__TASK DESCRIPTION__:
Print all entries precisely as they are written.

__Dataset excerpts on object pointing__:

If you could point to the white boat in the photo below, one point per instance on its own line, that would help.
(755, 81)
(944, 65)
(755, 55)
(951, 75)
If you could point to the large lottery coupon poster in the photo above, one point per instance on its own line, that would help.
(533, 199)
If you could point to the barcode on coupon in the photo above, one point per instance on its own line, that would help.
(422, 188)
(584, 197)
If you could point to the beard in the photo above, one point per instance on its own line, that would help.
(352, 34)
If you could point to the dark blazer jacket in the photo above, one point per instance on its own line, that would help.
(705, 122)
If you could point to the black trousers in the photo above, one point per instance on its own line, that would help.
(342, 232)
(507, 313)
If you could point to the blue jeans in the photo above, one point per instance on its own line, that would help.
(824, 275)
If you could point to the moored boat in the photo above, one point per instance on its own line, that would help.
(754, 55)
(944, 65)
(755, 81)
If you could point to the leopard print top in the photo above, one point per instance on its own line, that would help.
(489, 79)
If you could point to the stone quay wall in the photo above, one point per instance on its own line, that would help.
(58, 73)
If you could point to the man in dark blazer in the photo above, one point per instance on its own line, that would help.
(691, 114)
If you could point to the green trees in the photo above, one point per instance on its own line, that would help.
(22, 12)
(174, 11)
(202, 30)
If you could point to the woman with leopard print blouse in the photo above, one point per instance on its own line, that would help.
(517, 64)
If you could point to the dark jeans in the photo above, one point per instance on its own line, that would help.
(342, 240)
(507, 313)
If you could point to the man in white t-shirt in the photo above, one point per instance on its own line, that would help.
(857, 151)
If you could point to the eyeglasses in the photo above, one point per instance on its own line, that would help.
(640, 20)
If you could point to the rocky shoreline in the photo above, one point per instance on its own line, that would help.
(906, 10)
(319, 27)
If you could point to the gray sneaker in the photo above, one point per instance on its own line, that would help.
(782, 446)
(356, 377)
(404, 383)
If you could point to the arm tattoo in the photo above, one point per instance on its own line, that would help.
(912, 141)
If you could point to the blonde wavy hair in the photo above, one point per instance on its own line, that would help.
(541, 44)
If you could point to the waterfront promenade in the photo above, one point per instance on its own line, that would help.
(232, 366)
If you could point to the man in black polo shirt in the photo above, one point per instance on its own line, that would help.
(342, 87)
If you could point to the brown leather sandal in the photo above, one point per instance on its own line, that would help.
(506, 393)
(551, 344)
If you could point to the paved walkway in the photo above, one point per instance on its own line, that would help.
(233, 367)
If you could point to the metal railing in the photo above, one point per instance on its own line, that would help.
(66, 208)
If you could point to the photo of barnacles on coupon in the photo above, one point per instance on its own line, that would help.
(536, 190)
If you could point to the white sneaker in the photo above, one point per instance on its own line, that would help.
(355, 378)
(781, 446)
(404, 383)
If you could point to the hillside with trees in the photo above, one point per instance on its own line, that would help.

__WORKED SOLUTION__:
If you could point to the white boat in the photo below, one point per instance on its own line, that would help.
(755, 81)
(944, 65)
(755, 55)
(951, 75)
If you could point to the large lottery coupon poster in the photo above, one point per instance on its own line, that would help.
(533, 199)
If you could point to the barcode on coupon in the photo above, one point per instance on its own line, that would help.
(422, 188)
(584, 197)
If you could point to the beard in the photo above, one point per instance on its own line, that would help.
(352, 34)
If you could point to the dark blazer jacket in the photo above, one point per instance on its own line, that would help.
(705, 122)
If you could point to the black trousers in the photo above, one point per instance on its own line, that would help.
(342, 232)
(507, 313)
If you could point to the blue jeans in the photo above, one point per instance on its own line, that would help.
(824, 275)
If you could point to the moored boat in the photo above, one point per instance on its own line, that would help.
(754, 55)
(944, 65)
(755, 81)
If you could point to the leopard print top in the photo above, one point per instance on its own line, that would help.
(489, 79)
If you could point to the stone quay wall in the photo above, one point per instance on its own line, that would help.
(58, 73)
If you could point to the man in dark blazer in the photo above, one point per instance on its own line, that would help.
(691, 114)
If you could point to the green trees in the photo above, one point per instance on its own line, that would help.
(22, 12)
(174, 11)
(202, 30)
If you could point to the woman with leopard print blouse in the photo above, one point per instance on its own line, that would help.
(517, 64)
If you could point to the dark jeans in the photo above, one point per instance on its own line, that would help.
(342, 240)
(507, 313)
If you could point to the man in white t-shirt in the photo above, one point per instance on its own line, that would help.
(857, 151)
If you could point to the eyeglasses in the photo above, one point per instance on its own line, that would help.
(640, 20)
If you could point to the rocky shoreline in the photo above, one point per instance on its own line, that would help.
(906, 10)
(319, 27)
If you could point to the gray sneaker in the photo above, one point per instance on its own line, that would help.
(782, 446)
(356, 377)
(404, 383)
If you could point to the arm tattoo in the photo above, one point per instance on its own line, that would help.
(912, 141)
If you could point to the blonde wavy hair in the photo above, one point per instance on its own line, that would help.
(541, 44)
If you could point to the waterfront promenade in the photo above, one point per instance on its own line, that would help.
(232, 366)
If you could point to the man in black polo shirt in the photo above, one point per instance on its own line, that would help.
(342, 87)
If you could point to the brown leather sandal in the photo above, one point per instance on its own line, that would help.
(506, 393)
(551, 344)
If you could point to the paved walkway in the photo above, one point per instance on its own line, that would help.
(233, 367)
If you could point to the metal railing in the photo above, one point per instance on its own line, that would help.
(66, 208)
If you could point to the photo of barnacles on coupon in the photo above, one point per instance on its own line, that would help.
(536, 190)
If you could point to the white sneaker in the photo above, one point per instance on its own line, that would help.
(355, 378)
(781, 446)
(404, 383)
If you could point to the hillside with trees in the photo above, one point per instance on its own line, that would help.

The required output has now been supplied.